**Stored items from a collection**
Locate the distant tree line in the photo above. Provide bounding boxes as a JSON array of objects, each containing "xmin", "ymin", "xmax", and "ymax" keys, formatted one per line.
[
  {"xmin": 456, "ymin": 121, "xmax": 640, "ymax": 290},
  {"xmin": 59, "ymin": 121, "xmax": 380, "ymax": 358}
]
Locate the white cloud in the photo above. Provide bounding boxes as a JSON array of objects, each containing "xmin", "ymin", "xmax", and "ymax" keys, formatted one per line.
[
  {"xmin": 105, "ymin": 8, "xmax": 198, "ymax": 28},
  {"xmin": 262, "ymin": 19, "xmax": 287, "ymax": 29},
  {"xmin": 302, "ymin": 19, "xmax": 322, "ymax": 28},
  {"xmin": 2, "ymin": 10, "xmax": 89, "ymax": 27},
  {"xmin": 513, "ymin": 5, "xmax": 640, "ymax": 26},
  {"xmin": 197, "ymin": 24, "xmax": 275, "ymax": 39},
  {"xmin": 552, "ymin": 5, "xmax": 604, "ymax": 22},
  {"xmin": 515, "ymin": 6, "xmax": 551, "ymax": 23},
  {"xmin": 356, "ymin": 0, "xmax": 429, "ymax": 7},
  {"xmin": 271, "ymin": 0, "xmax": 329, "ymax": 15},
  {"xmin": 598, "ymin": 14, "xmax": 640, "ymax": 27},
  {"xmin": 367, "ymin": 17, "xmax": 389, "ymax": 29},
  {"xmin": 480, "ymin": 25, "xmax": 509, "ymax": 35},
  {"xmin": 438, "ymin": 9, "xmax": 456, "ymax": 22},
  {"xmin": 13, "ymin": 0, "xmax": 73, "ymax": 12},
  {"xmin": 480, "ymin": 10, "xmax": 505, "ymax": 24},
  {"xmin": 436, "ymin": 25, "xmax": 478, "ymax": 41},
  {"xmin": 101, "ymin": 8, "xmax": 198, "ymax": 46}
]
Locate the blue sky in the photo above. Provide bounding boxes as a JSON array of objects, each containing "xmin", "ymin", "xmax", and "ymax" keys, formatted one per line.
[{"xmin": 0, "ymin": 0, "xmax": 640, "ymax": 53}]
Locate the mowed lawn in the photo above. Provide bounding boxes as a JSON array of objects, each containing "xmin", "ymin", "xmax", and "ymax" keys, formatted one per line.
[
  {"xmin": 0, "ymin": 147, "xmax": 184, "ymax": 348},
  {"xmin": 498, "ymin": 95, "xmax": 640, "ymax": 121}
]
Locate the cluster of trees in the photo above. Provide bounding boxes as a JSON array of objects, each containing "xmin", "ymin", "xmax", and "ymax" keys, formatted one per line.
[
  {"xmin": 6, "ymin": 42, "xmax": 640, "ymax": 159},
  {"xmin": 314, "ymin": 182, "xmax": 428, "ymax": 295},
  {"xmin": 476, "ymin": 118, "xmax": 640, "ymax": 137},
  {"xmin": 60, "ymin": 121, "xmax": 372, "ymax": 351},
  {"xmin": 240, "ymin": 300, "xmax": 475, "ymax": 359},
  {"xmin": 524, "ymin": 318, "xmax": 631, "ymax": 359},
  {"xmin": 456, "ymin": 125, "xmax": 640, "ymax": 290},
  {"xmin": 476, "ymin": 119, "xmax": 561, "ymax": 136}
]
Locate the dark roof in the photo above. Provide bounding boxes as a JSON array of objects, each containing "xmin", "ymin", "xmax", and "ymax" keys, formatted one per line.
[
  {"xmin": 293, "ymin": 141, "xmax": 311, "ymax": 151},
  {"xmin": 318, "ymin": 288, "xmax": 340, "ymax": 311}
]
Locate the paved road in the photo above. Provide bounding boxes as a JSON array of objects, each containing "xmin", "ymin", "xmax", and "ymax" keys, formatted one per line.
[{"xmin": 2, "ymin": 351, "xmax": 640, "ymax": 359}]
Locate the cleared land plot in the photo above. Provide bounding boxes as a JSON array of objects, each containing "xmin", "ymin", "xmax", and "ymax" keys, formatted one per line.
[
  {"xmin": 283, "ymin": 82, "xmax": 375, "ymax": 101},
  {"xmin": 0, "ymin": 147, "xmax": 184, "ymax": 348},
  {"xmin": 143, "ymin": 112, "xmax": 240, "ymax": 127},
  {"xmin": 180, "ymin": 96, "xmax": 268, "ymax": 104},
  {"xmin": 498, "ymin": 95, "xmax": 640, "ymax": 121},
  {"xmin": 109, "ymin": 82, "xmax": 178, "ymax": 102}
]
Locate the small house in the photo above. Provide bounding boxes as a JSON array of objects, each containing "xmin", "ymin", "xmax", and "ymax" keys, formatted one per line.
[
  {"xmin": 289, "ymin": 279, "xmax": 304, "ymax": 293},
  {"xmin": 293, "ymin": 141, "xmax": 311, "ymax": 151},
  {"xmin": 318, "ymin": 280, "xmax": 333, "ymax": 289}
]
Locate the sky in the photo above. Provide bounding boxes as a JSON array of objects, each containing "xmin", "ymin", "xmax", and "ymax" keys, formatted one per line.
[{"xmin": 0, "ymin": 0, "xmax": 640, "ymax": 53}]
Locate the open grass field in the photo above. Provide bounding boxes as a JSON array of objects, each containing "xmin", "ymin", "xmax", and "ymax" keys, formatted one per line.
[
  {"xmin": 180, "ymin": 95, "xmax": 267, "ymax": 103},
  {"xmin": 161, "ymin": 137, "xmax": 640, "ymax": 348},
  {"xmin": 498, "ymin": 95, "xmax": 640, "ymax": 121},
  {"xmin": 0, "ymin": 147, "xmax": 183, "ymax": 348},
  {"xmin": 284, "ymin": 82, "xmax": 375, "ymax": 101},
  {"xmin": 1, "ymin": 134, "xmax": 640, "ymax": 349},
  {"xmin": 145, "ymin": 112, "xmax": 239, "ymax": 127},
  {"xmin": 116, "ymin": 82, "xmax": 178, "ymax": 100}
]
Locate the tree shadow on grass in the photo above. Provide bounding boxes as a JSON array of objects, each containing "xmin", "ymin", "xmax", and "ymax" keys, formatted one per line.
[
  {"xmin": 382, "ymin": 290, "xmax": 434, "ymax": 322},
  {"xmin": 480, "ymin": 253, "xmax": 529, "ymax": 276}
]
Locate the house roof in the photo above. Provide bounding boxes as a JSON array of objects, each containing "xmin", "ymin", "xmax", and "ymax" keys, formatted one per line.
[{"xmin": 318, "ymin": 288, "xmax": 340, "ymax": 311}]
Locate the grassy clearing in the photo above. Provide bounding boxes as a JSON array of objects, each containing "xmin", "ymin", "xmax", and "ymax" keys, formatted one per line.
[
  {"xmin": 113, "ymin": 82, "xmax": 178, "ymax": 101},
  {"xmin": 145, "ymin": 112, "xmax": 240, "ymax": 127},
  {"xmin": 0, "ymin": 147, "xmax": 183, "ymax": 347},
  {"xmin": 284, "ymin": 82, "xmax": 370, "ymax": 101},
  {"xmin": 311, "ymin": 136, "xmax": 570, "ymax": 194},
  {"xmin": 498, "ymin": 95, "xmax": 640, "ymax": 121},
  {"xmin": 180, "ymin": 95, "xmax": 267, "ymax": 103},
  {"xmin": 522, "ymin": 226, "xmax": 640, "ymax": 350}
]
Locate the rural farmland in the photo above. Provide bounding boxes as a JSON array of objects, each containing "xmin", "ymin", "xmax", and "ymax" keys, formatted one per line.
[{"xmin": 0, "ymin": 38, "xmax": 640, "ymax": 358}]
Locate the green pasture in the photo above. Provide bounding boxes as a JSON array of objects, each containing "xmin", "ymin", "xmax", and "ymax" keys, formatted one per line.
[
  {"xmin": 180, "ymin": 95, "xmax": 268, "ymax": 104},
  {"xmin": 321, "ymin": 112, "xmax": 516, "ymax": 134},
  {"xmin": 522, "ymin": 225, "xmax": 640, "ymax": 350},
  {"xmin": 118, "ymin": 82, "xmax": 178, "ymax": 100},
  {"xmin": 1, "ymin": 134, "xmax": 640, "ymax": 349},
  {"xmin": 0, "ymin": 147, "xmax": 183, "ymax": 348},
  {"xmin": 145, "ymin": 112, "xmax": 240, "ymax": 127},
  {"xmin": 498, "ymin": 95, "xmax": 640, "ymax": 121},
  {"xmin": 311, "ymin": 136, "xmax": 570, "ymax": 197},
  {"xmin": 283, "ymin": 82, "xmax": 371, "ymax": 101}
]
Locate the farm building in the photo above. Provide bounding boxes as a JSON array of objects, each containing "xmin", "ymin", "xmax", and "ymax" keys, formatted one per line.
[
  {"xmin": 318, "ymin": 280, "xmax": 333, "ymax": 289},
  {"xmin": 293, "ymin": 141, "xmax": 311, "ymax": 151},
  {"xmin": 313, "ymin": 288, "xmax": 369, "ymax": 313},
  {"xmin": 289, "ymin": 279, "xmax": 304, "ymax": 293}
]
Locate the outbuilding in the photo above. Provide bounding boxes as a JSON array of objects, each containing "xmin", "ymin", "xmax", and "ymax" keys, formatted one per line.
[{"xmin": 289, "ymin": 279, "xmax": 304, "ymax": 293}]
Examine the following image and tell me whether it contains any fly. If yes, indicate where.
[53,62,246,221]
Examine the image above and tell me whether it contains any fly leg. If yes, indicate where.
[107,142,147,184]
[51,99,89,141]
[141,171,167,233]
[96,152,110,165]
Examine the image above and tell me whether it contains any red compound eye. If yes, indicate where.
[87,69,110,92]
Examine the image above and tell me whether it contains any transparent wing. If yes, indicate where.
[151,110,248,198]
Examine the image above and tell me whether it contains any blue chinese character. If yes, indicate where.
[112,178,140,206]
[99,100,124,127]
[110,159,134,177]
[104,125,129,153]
--
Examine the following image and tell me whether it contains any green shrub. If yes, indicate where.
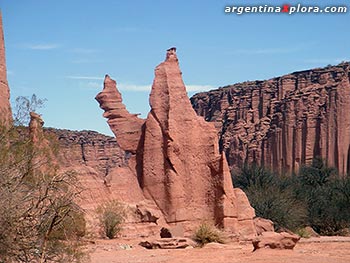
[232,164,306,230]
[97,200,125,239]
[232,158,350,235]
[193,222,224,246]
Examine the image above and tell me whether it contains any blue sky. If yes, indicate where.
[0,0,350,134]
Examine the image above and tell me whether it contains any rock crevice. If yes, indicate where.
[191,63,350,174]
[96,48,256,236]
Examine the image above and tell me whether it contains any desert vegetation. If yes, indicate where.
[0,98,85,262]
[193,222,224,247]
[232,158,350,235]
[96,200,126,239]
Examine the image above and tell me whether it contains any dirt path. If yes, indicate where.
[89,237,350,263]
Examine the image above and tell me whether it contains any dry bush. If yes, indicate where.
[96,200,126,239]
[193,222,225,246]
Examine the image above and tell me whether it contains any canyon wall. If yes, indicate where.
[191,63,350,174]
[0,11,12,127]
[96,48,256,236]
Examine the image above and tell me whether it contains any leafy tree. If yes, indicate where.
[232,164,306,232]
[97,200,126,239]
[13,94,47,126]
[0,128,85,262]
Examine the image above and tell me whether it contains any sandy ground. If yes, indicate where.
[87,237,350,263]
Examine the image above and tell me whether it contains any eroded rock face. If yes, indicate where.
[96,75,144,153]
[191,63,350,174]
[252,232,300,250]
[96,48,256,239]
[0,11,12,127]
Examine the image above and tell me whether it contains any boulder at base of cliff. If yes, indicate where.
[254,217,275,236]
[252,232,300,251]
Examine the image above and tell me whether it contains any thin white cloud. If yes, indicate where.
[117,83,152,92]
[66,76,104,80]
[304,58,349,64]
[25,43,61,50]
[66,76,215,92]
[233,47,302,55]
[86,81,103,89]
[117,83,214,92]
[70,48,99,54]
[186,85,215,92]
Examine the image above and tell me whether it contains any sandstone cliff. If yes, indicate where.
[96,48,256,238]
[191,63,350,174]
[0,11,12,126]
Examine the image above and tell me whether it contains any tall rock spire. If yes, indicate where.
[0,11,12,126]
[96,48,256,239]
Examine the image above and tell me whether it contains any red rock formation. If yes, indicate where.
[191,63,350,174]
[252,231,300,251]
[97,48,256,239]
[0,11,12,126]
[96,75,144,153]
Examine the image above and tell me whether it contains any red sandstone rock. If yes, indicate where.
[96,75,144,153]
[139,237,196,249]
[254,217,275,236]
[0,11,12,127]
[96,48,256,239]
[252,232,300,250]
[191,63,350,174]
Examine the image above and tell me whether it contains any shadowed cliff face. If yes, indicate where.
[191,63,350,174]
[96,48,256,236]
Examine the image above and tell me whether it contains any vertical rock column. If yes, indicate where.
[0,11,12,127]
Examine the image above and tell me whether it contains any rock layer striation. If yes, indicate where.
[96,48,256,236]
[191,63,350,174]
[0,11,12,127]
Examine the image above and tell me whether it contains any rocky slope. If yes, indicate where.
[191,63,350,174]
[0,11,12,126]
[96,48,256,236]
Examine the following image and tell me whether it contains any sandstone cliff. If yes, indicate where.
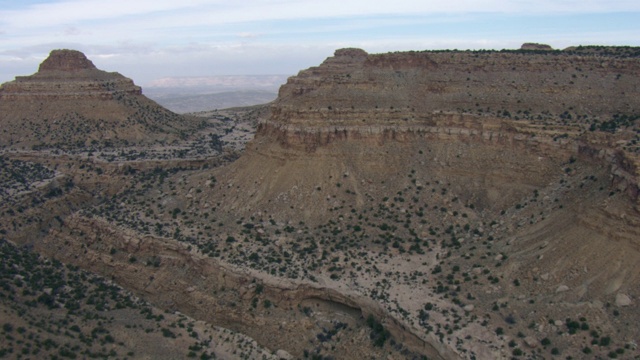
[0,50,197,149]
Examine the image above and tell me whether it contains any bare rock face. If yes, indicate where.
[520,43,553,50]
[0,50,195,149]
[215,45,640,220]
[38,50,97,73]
...
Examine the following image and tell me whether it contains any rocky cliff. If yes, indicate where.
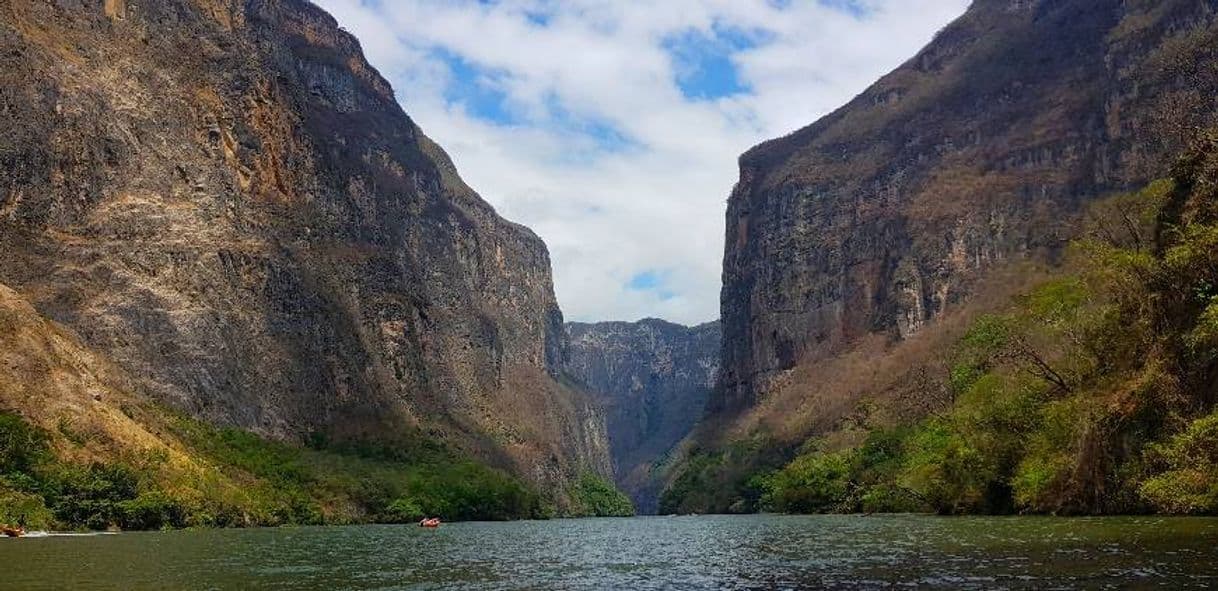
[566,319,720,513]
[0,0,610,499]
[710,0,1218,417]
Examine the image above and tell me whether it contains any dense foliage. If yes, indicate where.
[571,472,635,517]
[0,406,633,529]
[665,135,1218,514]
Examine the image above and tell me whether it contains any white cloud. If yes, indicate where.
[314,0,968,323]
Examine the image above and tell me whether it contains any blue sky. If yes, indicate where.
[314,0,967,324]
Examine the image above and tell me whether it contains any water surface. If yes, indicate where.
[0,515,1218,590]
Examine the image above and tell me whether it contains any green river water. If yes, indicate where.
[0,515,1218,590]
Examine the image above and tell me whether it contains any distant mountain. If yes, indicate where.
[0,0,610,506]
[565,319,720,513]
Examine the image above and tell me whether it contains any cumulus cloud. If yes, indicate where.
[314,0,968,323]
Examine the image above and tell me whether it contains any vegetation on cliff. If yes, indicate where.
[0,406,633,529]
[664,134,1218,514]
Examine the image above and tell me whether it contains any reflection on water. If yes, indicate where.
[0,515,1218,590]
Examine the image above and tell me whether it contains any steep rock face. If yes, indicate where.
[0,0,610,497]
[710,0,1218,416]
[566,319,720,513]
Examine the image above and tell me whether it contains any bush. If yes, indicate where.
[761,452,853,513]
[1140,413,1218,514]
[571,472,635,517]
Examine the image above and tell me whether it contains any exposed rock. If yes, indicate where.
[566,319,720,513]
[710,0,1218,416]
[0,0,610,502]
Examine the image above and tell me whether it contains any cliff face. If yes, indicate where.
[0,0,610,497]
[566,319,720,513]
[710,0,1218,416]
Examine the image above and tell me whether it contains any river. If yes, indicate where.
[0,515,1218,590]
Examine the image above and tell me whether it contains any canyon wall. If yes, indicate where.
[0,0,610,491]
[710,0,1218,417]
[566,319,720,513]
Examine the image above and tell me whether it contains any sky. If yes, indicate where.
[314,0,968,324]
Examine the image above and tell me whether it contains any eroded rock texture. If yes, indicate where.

**EXERCISE INSTRUCTIONS**
Reproduce the part of the listing from the line with "spire. If yes, indicate where." to the line with "[38,50,97,73]", both included, with the requests unchanged, and shift every bounding box coordinate in the answers up by 42. Leave out the pictures.

**CORRECT ANSWER**
Examine the image above and tell me whether it contains any tall rock spire. If yes, indicate where.
[42,53,54,168]
[138,90,298,281]
Examine the image above and tell me whether it contains any red rock formation. If yes, indicate where.
[233,105,392,216]
[294,273,342,293]
[139,90,298,281]
[42,53,54,168]
[138,117,186,195]
Examine the image above and tell me whether it contains any red sandstone rock. If yes, indicate where.
[138,117,186,195]
[181,279,238,291]
[296,259,317,278]
[42,53,54,169]
[138,90,298,281]
[294,274,342,292]
[233,105,392,216]
Examine the image above and tell me whether it contains any shadowed cliff face. If yes, indicate where.
[233,105,392,216]
[138,90,298,278]
Examine the image above and tell me whether it contains any vertical rock column. If yes, indicate where.
[42,53,54,169]
Examine the image above and tell me whether it contains any rock layer striation. If yes, indicate where.
[138,90,298,278]
[233,105,392,216]
[42,53,54,169]
Examine the image above and tell me whether it contains any rocky slope. If yes, indicate where.
[233,105,392,216]
[42,53,54,168]
[138,90,298,278]
Examine the following image and tell me whether it contains any sandstone cliff. If yes, indicate where.
[42,92,239,191]
Examine the image above and tell me whether it contains any bare rock face. If yes, indicate where.
[562,85,595,92]
[42,92,237,191]
[257,87,682,262]
[80,92,139,115]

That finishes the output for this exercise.